→ **Set problem**
Please lay out the part of the material that opens with the line containing "the rock, imagine" and runs through the end of the material as a Markdown table with the columns Row and Line. Number each line in order and skip any blank lines.

→ **Records for this task**
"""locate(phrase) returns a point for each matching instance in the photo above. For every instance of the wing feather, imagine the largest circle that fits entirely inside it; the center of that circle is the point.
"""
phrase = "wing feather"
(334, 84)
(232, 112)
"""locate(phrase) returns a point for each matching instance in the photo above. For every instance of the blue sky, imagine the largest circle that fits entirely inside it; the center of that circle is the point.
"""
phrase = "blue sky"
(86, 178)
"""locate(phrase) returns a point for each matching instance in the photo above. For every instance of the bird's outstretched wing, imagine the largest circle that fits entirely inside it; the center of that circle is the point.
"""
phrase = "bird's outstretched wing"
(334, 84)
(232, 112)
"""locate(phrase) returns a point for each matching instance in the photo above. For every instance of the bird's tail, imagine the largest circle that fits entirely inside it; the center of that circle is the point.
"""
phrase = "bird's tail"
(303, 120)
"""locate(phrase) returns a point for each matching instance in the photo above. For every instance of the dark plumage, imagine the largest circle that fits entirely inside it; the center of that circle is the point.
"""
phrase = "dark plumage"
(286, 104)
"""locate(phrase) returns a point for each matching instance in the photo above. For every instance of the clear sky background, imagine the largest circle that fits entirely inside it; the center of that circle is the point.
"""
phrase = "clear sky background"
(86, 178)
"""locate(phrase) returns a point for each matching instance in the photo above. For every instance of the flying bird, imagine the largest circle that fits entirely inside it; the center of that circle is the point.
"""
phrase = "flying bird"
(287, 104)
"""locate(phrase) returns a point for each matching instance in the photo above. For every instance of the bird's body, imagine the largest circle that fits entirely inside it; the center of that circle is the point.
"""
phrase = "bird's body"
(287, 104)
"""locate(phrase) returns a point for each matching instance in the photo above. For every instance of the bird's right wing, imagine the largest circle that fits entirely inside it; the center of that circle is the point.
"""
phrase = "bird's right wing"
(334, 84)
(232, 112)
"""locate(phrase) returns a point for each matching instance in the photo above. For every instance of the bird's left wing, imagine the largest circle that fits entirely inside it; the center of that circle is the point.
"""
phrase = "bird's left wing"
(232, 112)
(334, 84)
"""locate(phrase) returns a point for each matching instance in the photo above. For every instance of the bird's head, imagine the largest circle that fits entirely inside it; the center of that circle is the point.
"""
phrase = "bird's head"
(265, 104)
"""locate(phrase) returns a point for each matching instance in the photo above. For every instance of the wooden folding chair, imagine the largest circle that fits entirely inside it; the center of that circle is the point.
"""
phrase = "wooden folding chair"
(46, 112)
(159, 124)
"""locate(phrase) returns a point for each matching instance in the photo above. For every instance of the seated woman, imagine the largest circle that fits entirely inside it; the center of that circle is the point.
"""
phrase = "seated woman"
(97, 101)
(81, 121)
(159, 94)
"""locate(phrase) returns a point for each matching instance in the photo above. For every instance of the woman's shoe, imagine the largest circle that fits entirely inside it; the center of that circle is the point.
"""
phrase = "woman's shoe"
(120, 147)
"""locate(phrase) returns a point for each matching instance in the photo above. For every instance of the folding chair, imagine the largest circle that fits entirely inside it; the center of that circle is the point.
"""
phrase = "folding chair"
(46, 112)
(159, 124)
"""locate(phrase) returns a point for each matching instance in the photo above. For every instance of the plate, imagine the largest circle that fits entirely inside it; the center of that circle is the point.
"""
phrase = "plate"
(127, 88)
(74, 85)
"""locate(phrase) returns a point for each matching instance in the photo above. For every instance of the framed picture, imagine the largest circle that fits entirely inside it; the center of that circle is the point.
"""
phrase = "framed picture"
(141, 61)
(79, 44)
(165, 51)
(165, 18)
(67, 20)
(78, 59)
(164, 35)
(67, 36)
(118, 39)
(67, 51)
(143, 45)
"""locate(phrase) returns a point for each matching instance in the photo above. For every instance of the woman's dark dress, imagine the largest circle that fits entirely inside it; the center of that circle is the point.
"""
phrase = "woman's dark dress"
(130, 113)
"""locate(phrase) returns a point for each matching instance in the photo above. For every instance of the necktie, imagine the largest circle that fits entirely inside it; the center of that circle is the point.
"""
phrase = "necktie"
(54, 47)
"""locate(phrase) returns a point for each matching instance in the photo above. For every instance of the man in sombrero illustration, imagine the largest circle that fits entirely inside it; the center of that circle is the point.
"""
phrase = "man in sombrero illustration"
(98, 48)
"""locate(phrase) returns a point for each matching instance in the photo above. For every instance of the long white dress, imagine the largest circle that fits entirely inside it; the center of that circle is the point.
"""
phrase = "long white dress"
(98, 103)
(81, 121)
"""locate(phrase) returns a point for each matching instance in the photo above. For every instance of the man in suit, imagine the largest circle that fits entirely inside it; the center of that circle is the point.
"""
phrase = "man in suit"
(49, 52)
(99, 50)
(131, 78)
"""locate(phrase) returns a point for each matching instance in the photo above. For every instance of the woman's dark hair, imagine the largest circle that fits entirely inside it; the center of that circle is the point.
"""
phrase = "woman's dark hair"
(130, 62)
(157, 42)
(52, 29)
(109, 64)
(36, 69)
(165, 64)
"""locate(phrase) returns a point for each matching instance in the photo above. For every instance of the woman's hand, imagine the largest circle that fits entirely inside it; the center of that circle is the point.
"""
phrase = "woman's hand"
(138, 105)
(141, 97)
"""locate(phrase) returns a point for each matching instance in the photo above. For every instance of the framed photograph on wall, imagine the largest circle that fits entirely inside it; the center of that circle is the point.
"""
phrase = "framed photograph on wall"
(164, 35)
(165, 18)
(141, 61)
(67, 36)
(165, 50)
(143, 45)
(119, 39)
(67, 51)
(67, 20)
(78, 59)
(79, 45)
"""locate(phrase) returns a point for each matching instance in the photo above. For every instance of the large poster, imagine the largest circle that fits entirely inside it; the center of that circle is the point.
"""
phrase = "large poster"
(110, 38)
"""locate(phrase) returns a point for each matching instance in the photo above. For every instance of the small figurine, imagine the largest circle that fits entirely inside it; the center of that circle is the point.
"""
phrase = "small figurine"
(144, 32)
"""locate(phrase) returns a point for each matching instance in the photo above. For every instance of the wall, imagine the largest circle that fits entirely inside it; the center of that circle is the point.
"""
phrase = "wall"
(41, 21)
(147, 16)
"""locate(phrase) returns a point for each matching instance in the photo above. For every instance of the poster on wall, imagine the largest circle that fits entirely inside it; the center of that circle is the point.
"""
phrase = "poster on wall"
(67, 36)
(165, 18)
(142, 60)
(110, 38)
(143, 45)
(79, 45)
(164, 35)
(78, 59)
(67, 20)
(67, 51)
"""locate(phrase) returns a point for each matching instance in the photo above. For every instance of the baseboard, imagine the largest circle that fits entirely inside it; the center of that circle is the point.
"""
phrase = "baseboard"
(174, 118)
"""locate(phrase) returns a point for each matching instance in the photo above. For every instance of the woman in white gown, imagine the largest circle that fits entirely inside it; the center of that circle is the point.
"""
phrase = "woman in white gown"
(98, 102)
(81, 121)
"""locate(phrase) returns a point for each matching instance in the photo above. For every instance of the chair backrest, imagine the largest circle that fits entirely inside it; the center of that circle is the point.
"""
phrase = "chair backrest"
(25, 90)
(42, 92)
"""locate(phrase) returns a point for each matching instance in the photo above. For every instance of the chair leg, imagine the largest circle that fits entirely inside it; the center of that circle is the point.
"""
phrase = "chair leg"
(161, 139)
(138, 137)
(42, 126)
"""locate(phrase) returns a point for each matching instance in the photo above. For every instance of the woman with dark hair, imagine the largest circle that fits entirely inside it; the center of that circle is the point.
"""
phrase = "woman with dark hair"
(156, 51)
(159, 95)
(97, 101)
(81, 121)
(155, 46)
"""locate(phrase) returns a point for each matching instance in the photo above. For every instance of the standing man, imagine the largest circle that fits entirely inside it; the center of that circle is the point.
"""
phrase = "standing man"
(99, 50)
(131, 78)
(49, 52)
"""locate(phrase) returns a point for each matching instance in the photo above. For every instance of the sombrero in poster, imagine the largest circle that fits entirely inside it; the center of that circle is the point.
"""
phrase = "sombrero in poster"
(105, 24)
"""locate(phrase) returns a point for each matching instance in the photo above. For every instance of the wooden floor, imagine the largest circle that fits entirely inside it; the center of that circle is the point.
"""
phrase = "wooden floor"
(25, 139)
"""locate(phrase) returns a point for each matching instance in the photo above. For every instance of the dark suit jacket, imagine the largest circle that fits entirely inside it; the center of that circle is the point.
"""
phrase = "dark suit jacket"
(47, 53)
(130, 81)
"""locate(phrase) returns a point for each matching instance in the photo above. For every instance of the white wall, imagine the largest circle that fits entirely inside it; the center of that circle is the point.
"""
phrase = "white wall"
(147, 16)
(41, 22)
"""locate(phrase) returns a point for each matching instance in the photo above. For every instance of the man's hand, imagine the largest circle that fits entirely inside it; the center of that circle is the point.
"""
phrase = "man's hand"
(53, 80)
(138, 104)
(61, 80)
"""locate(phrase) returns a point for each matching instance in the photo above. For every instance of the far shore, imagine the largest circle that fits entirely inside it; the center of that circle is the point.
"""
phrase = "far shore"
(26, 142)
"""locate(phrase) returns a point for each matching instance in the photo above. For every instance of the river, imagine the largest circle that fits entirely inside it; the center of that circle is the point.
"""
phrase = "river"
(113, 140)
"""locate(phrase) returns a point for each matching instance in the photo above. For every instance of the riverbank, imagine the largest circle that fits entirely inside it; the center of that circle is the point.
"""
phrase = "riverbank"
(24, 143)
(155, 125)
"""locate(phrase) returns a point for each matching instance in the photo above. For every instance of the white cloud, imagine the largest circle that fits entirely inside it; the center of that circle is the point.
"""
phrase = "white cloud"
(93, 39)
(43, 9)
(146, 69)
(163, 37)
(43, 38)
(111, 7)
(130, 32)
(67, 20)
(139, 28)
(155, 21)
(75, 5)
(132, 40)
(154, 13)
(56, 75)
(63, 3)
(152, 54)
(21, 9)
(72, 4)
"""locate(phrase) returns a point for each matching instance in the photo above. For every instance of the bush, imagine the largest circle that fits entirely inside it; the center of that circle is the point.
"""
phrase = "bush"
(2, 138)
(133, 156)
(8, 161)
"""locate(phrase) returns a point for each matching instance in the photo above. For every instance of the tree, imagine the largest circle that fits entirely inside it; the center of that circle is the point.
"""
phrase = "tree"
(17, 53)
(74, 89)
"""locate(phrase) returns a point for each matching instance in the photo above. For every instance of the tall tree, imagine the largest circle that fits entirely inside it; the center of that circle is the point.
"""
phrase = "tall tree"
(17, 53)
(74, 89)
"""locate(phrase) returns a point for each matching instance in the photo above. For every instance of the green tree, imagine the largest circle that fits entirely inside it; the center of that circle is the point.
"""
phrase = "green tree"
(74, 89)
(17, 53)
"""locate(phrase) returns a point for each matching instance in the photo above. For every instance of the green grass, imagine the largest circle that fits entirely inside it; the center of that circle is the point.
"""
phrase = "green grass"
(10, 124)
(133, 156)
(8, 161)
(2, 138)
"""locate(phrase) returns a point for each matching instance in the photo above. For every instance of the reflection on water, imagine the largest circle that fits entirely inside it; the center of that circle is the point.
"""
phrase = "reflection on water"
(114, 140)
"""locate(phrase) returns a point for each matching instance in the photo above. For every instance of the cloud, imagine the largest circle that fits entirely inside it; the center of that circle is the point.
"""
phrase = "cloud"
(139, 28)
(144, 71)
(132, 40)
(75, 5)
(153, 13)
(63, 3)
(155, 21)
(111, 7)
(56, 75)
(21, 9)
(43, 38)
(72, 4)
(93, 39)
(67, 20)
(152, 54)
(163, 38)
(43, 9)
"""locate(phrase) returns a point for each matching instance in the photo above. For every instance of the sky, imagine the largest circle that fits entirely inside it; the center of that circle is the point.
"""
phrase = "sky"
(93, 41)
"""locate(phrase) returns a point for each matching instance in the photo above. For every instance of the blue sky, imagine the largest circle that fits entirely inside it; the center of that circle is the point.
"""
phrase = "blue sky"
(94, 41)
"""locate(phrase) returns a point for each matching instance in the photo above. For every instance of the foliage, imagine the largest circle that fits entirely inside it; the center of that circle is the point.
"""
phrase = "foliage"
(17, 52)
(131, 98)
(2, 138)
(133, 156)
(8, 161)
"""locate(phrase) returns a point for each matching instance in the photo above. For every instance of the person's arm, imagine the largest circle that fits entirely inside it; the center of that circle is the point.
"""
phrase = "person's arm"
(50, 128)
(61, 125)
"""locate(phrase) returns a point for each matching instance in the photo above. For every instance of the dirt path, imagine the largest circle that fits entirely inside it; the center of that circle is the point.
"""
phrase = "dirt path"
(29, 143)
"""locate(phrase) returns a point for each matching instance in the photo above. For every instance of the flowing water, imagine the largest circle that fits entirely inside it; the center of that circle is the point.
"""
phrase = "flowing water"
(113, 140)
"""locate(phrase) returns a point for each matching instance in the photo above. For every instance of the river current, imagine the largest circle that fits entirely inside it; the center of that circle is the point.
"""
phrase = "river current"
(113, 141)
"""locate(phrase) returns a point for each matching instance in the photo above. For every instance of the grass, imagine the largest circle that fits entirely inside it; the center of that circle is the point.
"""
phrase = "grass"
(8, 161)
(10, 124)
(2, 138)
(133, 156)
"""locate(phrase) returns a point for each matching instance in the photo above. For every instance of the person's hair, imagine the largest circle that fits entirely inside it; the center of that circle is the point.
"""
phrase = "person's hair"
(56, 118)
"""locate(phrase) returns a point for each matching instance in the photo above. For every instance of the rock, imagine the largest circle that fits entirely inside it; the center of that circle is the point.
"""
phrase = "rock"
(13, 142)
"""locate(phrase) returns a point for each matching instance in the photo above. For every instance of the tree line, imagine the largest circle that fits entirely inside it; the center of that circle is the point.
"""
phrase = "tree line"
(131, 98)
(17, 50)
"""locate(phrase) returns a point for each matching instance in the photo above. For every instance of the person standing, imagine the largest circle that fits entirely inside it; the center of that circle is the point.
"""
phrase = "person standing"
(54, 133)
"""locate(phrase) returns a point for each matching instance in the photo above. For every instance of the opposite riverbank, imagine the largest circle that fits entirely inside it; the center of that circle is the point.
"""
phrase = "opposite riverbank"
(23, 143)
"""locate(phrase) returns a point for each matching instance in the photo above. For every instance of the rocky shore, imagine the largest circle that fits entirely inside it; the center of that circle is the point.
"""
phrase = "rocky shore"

→ **Output below**
| Row | Line |
|---|---|
| 1 | """locate(phrase) returns a point for each matching instance in the photo above. For every instance of the rock, imagine the largest circle that fits entirely inside it; the center of that circle is the point. |
| 2 | """ |
| 3 | phrase = "rock" |
| 4 | (13, 142) |
| 5 | """locate(phrase) returns a point for each matching instance in the photo above. For every instance of the tree line, imagine the largest circle that fits entirely inside it; the center of that circle is the point. |
| 6 | """ |
| 7 | phrase = "tree line" |
| 8 | (131, 98) |
| 9 | (17, 50) |
| 10 | """locate(phrase) returns a point for each matching instance in the photo above. For every instance of the person standing, imagine the largest circle that fits entirely inside it; the center of that circle is the point. |
| 11 | """ |
| 12 | phrase = "person standing" |
| 13 | (54, 133) |
| 14 | """locate(phrase) returns a point for each matching instance in the photo above. For every instance of the opposite riverbank, imagine the largest circle that fits entirely inside it; the center of that circle is the point. |
| 15 | """ |
| 16 | phrase = "opposite riverbank" |
| 17 | (23, 143) |
| 18 | """locate(phrase) returns a point for each matching instance in the photo above. For every instance of the rocky shore, imagine the largest circle that fits entirely inside it; the center of that circle is the point. |
| 19 | """ |
| 20 | phrase = "rocky shore" |